■ **TASK GOAL**
In the forum thread below, where does Wouter Zwerink say his .neptune is stored? Please answer in one sentence.

■ **GIVEN TEXT**
****************

Siddhant Sadangi · Answer 13 · Mon Mar 11 2024 18:28:31 GMT+0800 (China Standard Time)

Would it be possible for someone else in your team to try running in offline mode? It'll help us know if it's something specific to your setup, or something to do with the client in general

Wouter Zwerink · Answer 14 · Mon Mar 11 2024 20:27:20 GMT+0800 (China Standard Time)

@SiddhantSadangi I'll ask someone else to run it too.

I found something interesting. Adding the following fixes the issue for me:

    def on_train_epoch_start(self) -> None:
        root_obj = self.logger.experiment.get_root_object()
        root_obj.wait(disk_only=True)

This fix works not only in the script, but also my actual code.

Perhaps this is some race condition.
My .neptune is on AWS EFS, a network filesystem, so writing to disk may be slower on my side which could explain why it's not reproducing on your side.

****************

■ **DATA EXTRACT**
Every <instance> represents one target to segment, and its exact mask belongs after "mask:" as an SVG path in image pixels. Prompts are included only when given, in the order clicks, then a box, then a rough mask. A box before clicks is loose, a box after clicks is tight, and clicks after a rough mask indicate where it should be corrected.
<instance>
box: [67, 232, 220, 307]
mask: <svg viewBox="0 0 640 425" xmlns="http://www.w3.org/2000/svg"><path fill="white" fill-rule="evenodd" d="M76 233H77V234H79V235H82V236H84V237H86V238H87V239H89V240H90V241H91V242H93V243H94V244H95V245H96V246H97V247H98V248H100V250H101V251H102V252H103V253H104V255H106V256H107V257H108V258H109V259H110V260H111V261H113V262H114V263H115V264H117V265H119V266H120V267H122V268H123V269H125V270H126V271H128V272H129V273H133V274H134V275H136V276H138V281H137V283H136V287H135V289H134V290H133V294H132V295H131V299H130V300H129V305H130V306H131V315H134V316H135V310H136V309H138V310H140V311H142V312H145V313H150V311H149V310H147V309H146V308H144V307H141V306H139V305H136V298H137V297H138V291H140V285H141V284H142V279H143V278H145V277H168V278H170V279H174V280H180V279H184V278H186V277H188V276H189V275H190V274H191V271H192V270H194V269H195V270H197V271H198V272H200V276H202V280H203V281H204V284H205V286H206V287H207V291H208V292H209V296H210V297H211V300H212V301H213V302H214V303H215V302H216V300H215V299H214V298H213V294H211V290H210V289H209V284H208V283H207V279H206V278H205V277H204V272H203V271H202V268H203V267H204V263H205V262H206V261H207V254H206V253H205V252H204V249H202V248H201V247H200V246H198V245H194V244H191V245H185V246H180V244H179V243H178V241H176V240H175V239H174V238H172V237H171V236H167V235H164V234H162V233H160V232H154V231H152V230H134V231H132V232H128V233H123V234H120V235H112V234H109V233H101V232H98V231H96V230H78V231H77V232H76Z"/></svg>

****************

■ **FINISHED EXERCISE**
His .neptune is on AWS EFS, a network filesystem.